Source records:
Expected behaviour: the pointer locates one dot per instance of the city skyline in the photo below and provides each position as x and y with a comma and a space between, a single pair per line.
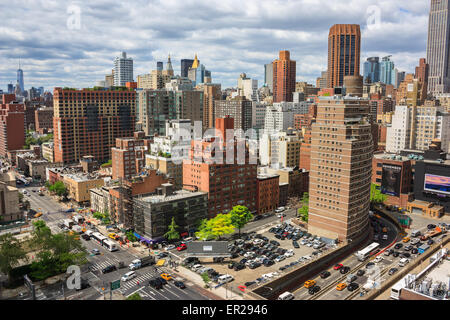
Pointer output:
231, 43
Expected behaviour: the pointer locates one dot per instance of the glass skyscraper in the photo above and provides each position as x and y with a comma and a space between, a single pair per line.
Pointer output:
371, 70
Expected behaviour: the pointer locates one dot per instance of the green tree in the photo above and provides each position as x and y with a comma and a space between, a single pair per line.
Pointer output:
240, 216
130, 236
58, 252
216, 227
172, 233
206, 278
303, 212
11, 253
135, 296
375, 194
59, 188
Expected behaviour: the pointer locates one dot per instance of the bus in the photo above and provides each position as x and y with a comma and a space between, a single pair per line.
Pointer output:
368, 251
99, 238
397, 288
111, 246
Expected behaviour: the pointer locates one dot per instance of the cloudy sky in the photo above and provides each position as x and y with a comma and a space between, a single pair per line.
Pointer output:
63, 43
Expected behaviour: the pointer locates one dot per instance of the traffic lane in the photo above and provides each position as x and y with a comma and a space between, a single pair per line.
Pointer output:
303, 294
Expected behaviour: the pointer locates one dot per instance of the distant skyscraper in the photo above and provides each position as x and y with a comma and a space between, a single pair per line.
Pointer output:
438, 56
344, 48
284, 73
169, 68
20, 78
123, 70
388, 74
268, 76
371, 70
185, 65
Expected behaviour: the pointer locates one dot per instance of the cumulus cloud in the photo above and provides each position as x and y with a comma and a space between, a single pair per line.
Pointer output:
74, 43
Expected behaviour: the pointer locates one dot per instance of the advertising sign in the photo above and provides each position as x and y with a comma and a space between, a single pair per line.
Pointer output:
391, 180
438, 184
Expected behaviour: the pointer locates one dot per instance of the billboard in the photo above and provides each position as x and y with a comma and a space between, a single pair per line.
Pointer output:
437, 184
391, 180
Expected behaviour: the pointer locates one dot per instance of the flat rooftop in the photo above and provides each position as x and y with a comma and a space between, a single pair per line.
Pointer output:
177, 195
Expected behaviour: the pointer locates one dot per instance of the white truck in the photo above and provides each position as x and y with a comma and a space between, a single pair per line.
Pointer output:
68, 223
140, 263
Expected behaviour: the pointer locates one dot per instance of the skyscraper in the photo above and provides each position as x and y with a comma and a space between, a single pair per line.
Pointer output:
123, 70
371, 70
344, 48
388, 74
20, 78
438, 56
169, 68
341, 168
284, 73
185, 65
268, 76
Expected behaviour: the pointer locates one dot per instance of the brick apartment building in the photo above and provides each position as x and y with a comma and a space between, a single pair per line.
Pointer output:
341, 168
227, 185
284, 73
87, 122
12, 125
267, 193
128, 157
394, 175
44, 120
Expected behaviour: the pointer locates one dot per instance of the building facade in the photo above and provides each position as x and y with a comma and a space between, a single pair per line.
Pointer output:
87, 122
438, 56
344, 47
284, 75
341, 169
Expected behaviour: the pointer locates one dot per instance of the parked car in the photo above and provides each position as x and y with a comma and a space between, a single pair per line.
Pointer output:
337, 266
392, 271
109, 269
344, 270
128, 276
313, 290
352, 286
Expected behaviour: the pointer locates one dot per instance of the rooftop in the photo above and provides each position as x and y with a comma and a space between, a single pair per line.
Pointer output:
177, 195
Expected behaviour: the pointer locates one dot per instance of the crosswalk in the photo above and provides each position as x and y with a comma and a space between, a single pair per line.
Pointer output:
143, 279
101, 265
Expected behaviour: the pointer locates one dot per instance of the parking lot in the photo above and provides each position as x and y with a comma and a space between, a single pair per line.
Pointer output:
260, 257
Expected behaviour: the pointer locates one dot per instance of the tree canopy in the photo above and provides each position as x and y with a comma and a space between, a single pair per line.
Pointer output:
240, 216
172, 233
11, 253
216, 227
375, 194
303, 212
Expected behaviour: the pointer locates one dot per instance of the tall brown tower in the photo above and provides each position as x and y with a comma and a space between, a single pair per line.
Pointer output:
284, 72
341, 168
344, 49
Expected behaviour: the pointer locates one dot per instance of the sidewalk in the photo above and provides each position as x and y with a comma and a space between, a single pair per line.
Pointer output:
220, 293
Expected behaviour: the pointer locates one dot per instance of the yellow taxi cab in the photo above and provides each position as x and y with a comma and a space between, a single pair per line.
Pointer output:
37, 215
113, 236
341, 286
166, 276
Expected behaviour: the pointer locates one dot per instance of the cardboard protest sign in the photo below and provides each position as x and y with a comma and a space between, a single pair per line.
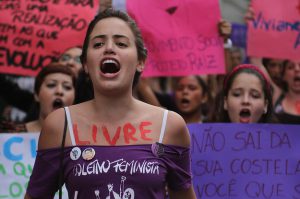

-- What you will do --
The answer must consist of each line in the entries above that includes "building".

-- Expected answer --
Expected behaviour: the pointer locates one dot per instance of the brick apartment building in the photo above and provides each position as x and y with a comma and a space between, a single pair per line.
Expected behaviour: the pointer locates one dot per instance of the building facade in the photo above and provides each position as x and y with a comma and a space between, a single pair per line.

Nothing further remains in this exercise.